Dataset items

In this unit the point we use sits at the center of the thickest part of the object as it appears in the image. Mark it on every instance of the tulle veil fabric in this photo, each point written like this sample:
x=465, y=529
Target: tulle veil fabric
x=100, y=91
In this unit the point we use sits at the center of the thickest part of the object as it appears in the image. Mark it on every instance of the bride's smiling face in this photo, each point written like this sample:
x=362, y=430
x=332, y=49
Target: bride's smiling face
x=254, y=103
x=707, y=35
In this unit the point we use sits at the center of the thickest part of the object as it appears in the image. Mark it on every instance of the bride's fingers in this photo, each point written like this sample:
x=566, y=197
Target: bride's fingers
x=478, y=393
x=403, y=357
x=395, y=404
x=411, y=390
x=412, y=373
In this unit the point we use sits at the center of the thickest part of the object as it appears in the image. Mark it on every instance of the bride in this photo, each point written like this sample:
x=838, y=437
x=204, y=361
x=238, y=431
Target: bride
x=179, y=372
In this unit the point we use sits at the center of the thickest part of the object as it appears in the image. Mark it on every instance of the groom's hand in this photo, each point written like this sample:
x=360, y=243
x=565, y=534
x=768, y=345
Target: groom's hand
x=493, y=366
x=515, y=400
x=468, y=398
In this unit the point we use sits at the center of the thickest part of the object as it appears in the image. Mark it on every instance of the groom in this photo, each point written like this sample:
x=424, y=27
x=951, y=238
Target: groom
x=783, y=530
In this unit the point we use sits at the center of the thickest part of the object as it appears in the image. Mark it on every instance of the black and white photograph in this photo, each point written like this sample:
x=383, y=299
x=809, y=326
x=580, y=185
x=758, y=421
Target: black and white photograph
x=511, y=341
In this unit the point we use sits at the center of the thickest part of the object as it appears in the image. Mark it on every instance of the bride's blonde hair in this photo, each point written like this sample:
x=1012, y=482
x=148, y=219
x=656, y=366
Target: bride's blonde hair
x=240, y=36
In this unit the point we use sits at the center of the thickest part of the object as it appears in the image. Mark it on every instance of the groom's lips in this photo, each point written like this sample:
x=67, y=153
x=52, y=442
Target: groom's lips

- WHAT TO PRODUCE -
Exact retyping of all the entries is required.

- OUTPUT FOR THIS TASK -
In this unit the point we use sits at the center of the thickest part of the object as it appears in the image. Mark it on every instance of the tulle veil fabric in this photo, each point written like this sample:
x=465, y=529
Target: tulle veil fabric
x=100, y=91
In this unit the point we use sits at the center of the thickest part of the object as it appears in the image. Mark it on every instance of the bride's smiling face in this photo, each point written like this sample:
x=362, y=430
x=332, y=49
Target: bride's smiling face
x=254, y=103
x=707, y=35
In this unit the point we use sits at the center of the thickest part of the object as it appears in the image. Mark it on every instance of the bride's fingers in this photo, each point written like this sample:
x=566, y=197
Target: bride's fingers
x=478, y=393
x=403, y=357
x=395, y=404
x=411, y=390
x=412, y=373
In this unit the point we use sits at the center of the thickest part of the object as it appears in the image. Mark it on every instance of the bride in this photo, each point written like this sample:
x=838, y=437
x=204, y=361
x=238, y=431
Target: bride
x=179, y=372
In this unit the point we use sits at the center of the thickest part of the object as it appears in the image. Mark it on every instance of the groom's hand in this photo, each point written like this sample:
x=360, y=243
x=565, y=534
x=768, y=345
Target: groom's hand
x=493, y=366
x=515, y=400
x=468, y=398
In this unit the point we use sits at the center of the thickest part of the object as it appears in the image. Mark it on every instance of the groom in this photo, each point written like this sample:
x=424, y=27
x=951, y=238
Target: groom
x=783, y=530
In this unit the point we use sits at the center of the thickest part of the object as it appears in the image. Mark it on every instance of the black and white photograph in this photo, each point written like this sample:
x=383, y=299
x=809, y=326
x=580, y=185
x=758, y=421
Target: black and white photograph
x=511, y=341
In this unit the point we use sits at the center of the thickest part of the object as it appears in the image. Mark it on every instance of the bride's blonde hair in this photo, each point written like this sample:
x=1012, y=482
x=148, y=219
x=656, y=366
Target: bride's blonde hair
x=240, y=36
In this unit the point we use sits at the center of the thickest part of the object as it appears in the image. Mark it on every instance of the groom's lips in this photo, each point written like this sample:
x=67, y=153
x=52, y=442
Target: groom's lips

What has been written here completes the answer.